**Given instruction:**
Gather every line in the entries that contains the word "sidewalk", and copy each one out in full.

[Recorded data]
◆ ◆ ◆ ◆

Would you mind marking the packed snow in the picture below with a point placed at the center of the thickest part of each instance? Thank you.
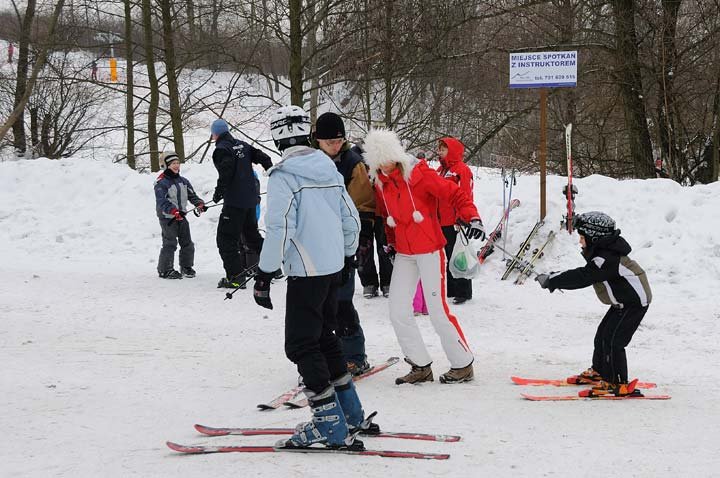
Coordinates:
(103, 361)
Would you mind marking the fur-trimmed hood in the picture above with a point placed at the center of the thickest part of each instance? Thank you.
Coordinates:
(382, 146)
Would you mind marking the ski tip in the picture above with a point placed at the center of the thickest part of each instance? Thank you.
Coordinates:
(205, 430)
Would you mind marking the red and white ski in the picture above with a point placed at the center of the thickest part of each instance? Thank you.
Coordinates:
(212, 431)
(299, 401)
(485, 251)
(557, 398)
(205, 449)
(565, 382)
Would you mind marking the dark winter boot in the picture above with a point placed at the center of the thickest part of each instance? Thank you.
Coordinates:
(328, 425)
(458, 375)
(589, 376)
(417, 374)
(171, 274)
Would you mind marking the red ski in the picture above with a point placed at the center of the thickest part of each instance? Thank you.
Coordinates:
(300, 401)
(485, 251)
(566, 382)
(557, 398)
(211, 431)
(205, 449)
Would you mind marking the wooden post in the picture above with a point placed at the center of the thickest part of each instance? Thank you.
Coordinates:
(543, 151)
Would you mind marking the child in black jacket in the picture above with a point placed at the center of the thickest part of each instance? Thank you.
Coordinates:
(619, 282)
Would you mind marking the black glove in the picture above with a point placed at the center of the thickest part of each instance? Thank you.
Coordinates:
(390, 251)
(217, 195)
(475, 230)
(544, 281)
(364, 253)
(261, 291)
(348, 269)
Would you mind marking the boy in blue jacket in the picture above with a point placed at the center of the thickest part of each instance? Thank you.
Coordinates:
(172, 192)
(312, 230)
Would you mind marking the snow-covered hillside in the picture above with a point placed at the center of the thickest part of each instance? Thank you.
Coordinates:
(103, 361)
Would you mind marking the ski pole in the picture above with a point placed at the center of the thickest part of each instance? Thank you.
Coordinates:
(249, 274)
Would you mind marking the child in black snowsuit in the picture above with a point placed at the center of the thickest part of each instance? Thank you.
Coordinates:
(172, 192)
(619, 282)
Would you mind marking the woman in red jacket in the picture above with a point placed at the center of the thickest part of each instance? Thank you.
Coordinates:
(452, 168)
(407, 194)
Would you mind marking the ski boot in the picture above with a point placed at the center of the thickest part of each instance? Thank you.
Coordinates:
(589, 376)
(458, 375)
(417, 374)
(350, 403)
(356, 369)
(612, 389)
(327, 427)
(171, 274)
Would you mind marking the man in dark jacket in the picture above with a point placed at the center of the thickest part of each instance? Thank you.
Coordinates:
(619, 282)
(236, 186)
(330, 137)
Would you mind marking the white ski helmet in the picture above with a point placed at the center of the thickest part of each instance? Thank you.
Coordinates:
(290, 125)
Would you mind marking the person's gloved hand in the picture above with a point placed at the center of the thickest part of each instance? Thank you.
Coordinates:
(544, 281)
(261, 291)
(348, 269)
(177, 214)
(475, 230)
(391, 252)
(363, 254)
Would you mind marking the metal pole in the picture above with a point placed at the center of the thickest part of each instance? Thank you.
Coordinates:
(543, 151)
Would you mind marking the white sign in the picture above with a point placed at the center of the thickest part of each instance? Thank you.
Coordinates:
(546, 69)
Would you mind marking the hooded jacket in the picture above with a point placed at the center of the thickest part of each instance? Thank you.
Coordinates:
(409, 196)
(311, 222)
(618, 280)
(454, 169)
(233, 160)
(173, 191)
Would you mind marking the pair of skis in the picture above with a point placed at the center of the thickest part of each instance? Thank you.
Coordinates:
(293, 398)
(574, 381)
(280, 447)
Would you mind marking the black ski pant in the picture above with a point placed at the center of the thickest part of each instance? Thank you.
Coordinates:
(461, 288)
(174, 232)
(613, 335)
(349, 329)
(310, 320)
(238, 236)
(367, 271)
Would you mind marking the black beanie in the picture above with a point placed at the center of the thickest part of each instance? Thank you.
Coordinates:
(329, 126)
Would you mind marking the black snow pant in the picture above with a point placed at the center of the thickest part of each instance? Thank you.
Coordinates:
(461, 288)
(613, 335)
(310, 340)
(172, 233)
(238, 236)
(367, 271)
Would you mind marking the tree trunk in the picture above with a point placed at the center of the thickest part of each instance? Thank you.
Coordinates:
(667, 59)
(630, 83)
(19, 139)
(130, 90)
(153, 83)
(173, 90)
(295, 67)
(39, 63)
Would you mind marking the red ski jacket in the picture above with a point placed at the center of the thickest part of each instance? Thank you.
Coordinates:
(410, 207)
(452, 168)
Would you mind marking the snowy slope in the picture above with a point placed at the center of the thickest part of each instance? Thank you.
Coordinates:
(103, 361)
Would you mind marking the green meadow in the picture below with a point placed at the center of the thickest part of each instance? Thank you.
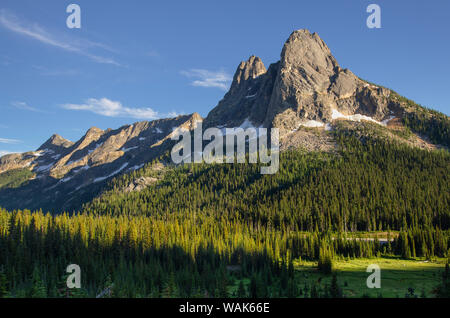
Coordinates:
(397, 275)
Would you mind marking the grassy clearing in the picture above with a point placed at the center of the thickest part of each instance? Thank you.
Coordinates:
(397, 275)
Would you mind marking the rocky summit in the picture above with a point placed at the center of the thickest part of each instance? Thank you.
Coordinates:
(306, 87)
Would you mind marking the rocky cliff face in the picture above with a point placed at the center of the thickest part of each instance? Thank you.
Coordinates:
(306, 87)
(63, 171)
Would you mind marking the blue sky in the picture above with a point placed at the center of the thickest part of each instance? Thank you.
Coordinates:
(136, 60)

◆ ◆ ◆ ◆

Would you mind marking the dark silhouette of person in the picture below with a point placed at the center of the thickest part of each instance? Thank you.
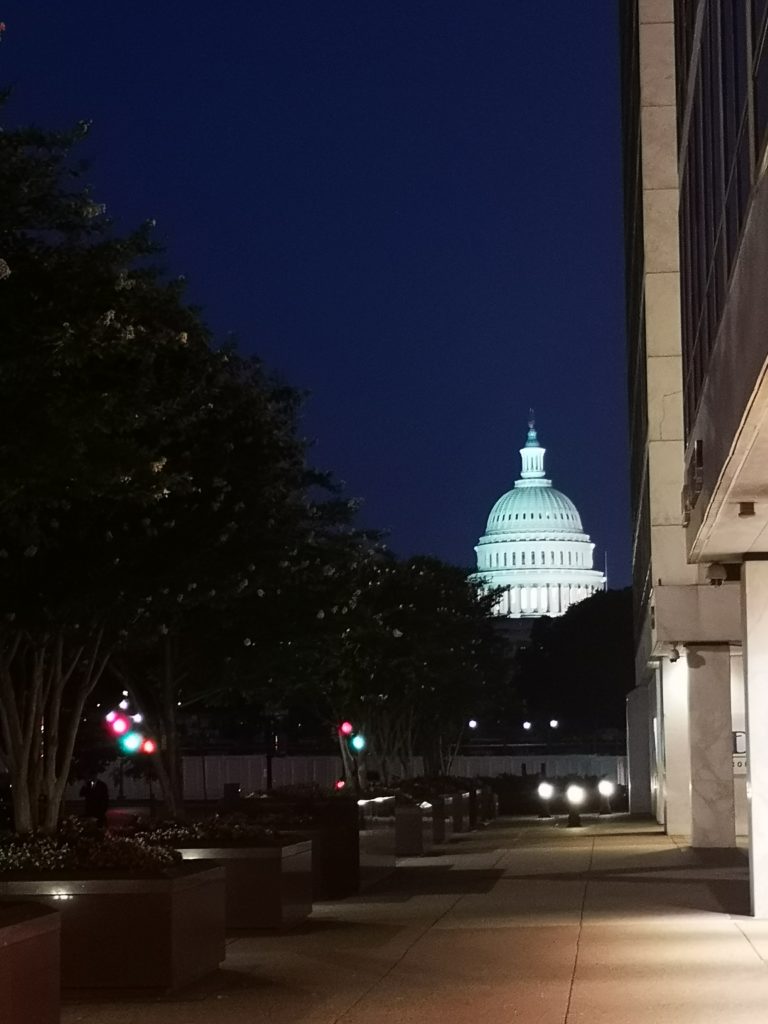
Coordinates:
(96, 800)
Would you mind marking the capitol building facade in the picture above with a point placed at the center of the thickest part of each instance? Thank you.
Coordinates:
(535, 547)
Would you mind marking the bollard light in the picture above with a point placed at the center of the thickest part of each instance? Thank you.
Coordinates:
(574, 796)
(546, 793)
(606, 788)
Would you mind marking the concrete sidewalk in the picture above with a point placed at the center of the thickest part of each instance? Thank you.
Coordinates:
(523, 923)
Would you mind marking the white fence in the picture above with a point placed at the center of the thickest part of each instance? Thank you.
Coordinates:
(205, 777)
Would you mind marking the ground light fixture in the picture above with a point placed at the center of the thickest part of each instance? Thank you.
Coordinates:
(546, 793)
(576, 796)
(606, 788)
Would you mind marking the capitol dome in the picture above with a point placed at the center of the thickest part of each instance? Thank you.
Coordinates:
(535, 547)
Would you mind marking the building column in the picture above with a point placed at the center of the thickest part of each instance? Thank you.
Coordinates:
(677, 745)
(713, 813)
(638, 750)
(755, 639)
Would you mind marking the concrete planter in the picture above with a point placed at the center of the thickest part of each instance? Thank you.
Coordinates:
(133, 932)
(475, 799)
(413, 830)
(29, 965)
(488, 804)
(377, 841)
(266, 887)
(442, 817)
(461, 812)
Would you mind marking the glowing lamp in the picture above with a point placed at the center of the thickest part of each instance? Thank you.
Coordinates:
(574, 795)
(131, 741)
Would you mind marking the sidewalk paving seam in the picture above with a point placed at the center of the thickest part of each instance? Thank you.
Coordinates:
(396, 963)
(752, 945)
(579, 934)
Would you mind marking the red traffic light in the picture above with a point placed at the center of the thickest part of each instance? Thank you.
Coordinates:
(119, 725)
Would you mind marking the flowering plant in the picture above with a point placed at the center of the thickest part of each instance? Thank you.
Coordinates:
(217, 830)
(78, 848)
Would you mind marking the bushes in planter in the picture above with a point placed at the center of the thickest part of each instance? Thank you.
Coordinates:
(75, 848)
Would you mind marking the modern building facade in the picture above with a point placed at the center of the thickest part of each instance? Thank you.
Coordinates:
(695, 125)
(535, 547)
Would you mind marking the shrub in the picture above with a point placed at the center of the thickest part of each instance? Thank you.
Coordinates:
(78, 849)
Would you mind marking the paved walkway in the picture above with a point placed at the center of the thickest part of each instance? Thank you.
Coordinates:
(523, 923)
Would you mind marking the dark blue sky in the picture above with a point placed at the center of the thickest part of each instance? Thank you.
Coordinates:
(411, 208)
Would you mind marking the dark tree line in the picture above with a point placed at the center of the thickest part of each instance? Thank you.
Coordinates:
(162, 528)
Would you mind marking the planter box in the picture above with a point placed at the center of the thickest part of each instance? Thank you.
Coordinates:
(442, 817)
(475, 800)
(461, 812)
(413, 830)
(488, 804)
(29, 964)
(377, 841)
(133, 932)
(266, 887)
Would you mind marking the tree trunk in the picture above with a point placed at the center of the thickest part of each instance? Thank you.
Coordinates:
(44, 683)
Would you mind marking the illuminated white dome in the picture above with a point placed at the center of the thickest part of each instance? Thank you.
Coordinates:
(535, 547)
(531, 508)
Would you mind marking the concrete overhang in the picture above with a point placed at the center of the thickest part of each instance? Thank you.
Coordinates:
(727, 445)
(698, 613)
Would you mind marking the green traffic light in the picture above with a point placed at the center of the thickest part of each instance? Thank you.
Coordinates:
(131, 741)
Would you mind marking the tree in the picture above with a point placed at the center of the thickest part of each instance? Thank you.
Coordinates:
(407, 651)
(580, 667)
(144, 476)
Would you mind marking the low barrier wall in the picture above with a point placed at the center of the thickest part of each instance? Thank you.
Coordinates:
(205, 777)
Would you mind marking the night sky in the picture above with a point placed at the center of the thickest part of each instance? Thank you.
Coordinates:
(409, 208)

◆ ◆ ◆ ◆

**Result of this task:**
Would you mind marking the concrete sidewalk in the picture above with a point placed at the center of the thickest part of each instance? Thank you.
Would you mind marking the sidewalk paving seam in the picture above with a point placed at the center of the thickest part of each instance? Thank you.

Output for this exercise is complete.